Historia de dos fotógrafos que llevan más de 20 años en la plaza
Cuando Ramón Durango comenzó a tomar fotos en la Plaza Botero, hace 23 años, no existían Instagram, Tiktok o Facebook. El celular más moderno en ese entonces era el Nokia 330, que daba una imagen en tonos verdes y servía para llamar, recibir llamadas y jugar culebrita, poco más. Tomarse una foto implicaba tener cámara y sacar el rollo para irlo a revelar. Los fotógrafos como Ramón se paseaba por la Plaza tomando fotos a una familia y a otra, sin detenerse.
El mundo ha cambiado mucho desde entonces, al menos en apariencia. Medellín es hoy una ciudad turística, muy diferente a la de 2001, que todavía cargaba la cruz de haber sido la ciudad más violenta del mundo durante los años 90. Ahora, la plaza, que está en todo el centro de la ciudad, es lugar de peregrinación de personas de todo el mundo. Los visitantes llegan para visitar las 23 esculturas que Fernando Botero le legó a la ciudad.
El plan, obviamente, incluye tomarse fotos con las esculturas. El objetivo: subir a redes sociales y dejar constancia de la visita. Los turistas, a diferencia del lejano 2001, llegan con sus celulares y posan. Se toman fotos que de inmediato van al archivo de Google y que en segundos se pueden subir a las redes sociales para que todos las vean.
Pues bien, Ramón, como en 2001, así parezca anacrónico, se resguarda del sol y ofrece fotos. Carga dos cámaras, una digital y otra que saca instantáneas. Ramón no hace parte de Asobotero, la asociación que reúne a la mayoría de venteros de la plaza. Él y los demás fotógrafos tienen rancho aparte y sostienen una rencilla con el jefe de Asbotero, Alberto Ávila, un hombre que se pasea con un pito y vigila la plaza. Exclusivo Colombia ya escribió un artículo sobre él.

Pero volvamos a lo que nos atañe en este artículo. Ramón es un hombre optimista. Aunque reconoce que el trabajo se ha venido a menos, dice que el éxito depende de la habilidad del vendedor. Aplica, sin decirlo, aquel adagio de que un buen vendedor vende hasta un hueco. Y eso, más o menos, viene siendo lo mismo que vender una foto impresa en tiempos de Instagram y celulares.
“El trabajo se ha venido a menos, obvio, pero yo puedo decir que nunca me he ido sin un peso para la casa. Cualquier cosa vende uno, lo importante es saber moverse y saber ofrecer”, dice Ramón.

Filas de un conjunto de datos de señalamiento
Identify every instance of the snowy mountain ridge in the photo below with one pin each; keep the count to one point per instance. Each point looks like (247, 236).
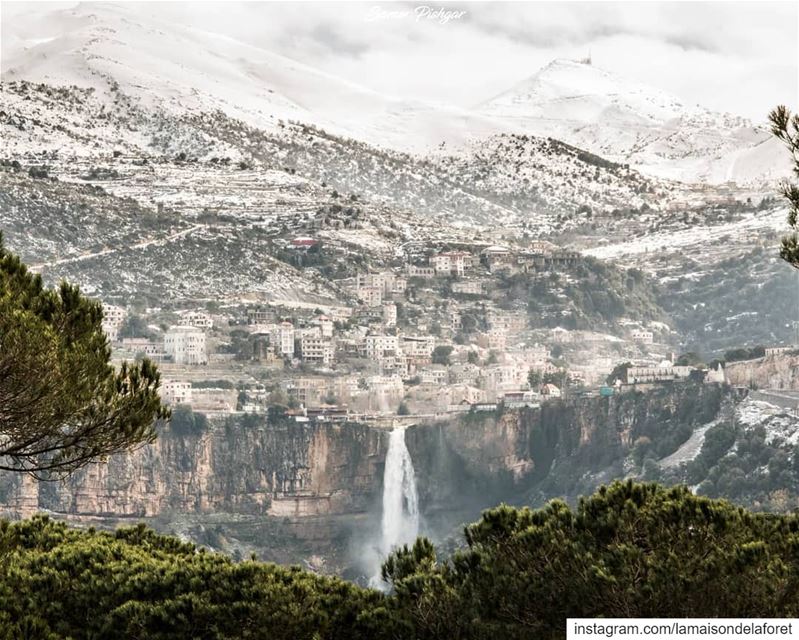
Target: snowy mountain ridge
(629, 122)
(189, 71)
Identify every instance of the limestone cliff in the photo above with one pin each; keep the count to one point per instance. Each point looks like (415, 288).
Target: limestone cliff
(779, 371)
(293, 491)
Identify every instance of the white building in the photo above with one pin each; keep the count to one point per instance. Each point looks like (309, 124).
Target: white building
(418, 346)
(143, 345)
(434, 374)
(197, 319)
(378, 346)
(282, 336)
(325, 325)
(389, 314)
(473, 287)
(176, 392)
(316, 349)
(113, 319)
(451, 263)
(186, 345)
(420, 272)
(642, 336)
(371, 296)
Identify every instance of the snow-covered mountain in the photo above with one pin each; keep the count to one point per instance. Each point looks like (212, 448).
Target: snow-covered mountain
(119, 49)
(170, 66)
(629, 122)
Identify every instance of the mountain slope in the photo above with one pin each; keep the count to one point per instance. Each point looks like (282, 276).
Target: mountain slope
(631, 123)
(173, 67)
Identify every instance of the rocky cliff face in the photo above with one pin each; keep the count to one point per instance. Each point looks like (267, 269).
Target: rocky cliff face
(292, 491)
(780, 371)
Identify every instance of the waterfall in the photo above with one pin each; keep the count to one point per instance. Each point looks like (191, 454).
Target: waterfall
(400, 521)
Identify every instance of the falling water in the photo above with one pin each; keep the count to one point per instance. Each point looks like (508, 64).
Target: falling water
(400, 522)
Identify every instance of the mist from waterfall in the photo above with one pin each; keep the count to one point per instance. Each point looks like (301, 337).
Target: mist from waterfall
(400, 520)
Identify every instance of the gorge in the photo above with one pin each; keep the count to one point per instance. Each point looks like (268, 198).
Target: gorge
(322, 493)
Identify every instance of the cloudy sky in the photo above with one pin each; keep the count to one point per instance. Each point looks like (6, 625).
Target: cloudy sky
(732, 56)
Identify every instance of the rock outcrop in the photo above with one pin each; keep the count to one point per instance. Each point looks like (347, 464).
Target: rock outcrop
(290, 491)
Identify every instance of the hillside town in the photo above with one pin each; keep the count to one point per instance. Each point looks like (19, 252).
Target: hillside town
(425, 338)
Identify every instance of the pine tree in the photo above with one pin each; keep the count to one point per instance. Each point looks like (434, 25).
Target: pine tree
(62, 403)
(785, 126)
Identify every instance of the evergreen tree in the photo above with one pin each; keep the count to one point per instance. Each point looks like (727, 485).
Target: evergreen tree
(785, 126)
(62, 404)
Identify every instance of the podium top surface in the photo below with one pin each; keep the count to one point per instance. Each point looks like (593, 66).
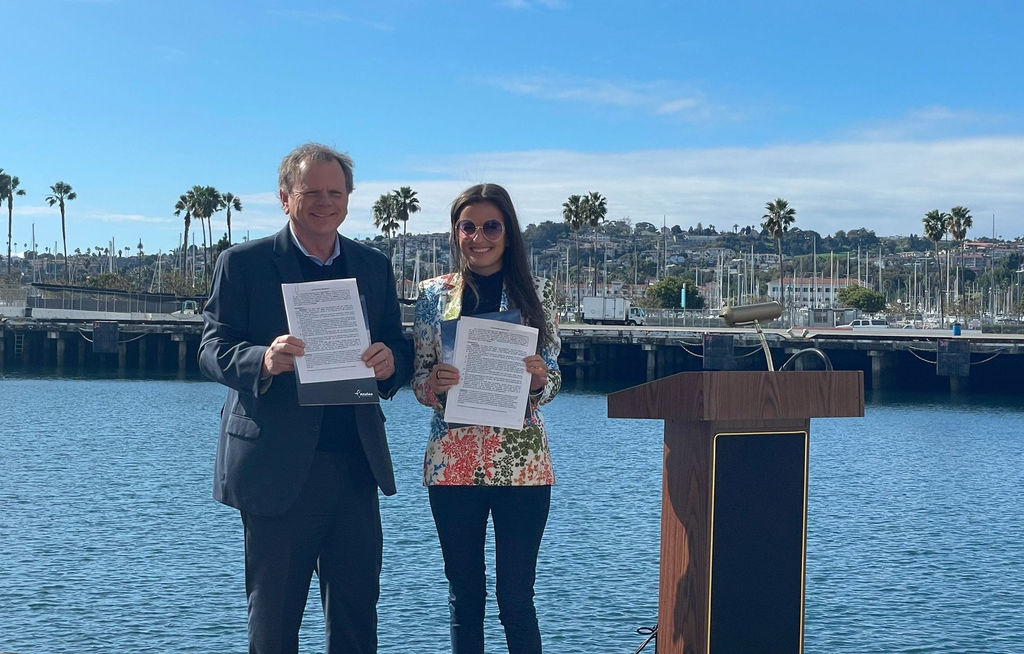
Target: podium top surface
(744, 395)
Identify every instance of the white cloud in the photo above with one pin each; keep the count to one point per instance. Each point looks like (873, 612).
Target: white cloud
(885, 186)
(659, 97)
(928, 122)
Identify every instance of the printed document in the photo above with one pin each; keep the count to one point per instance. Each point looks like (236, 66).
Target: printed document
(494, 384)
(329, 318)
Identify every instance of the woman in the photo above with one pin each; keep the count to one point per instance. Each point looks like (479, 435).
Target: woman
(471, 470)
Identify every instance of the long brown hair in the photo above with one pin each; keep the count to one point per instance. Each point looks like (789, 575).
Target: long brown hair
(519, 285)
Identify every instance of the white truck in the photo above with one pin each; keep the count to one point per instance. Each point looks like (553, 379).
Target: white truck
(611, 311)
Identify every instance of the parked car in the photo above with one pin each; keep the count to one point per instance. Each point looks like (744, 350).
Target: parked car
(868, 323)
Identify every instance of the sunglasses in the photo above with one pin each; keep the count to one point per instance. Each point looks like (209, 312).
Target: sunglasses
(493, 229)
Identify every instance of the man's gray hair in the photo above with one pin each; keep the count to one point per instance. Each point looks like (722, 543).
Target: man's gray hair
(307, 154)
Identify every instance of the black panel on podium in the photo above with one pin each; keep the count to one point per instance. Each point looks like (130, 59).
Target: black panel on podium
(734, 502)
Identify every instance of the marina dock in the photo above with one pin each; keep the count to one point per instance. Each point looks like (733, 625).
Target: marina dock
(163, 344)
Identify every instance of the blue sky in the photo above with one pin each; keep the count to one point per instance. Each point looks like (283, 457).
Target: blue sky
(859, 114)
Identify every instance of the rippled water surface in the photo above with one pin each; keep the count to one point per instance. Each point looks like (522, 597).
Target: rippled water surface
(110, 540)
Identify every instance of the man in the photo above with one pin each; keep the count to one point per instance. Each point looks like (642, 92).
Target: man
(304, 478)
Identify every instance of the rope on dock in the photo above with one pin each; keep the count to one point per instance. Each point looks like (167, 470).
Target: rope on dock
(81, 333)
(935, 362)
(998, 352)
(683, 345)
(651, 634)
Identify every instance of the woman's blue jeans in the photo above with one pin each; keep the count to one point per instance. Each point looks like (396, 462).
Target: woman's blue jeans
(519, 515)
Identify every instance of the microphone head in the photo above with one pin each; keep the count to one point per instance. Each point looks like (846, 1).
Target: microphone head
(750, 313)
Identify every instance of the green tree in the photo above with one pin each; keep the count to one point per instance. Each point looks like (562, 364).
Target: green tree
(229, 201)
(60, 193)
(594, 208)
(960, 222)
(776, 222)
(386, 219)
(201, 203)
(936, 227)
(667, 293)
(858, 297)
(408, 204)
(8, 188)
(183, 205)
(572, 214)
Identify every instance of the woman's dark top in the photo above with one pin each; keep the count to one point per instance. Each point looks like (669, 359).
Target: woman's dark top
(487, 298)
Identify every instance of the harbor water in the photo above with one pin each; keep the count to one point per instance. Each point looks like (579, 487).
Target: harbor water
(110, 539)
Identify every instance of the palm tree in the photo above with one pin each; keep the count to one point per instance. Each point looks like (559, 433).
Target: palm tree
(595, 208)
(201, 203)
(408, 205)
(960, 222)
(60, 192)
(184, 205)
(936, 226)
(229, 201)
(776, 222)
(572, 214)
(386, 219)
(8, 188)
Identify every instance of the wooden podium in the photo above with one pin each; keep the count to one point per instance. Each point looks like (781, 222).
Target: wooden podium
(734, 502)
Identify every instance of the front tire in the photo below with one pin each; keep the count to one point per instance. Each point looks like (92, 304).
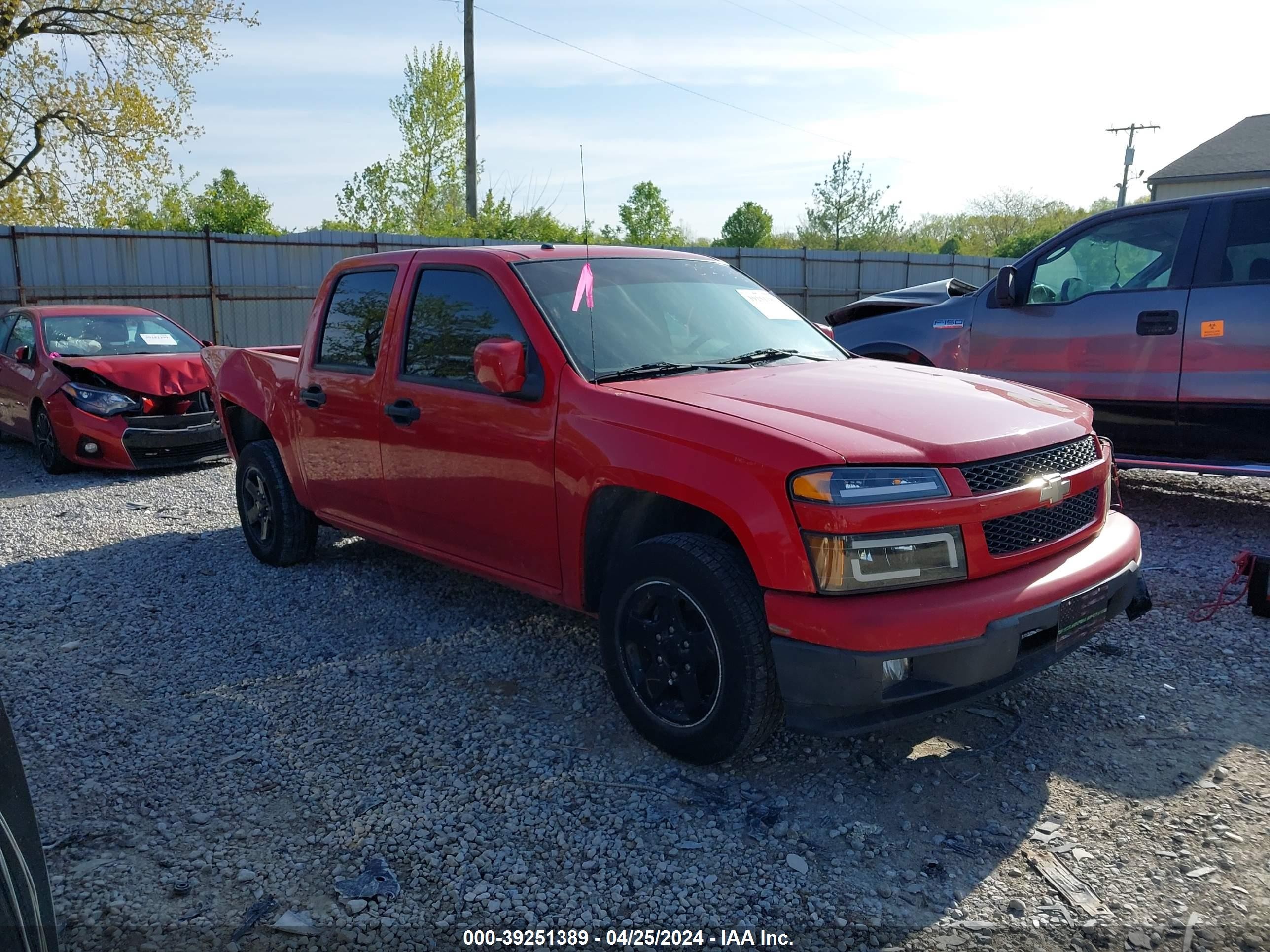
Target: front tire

### Tarea requerida:
En el texto sobre los fotógrafos de la Plaza Botero, cambia "optimista" por "perseverante" en el fragmento que va de "Pero volvamos a" a "Instagram y celulares.", y escribe ese fragmento completo con el cambio.

### Resultado de la tarea:
Pero volvamos a lo que nos atañe en este artículo. Ramón es un hombre perseverante. Aunque reconoce que el trabajo se ha venido a menos, dice que el éxito depende de la habilidad del vendedor. Aplica, sin decirlo, aquel adagio de que un buen vendedor vende hasta un hueco. Y eso, más o menos, viene siendo lo mismo que vender una foto impresa en tiempos de Instagram y celulares.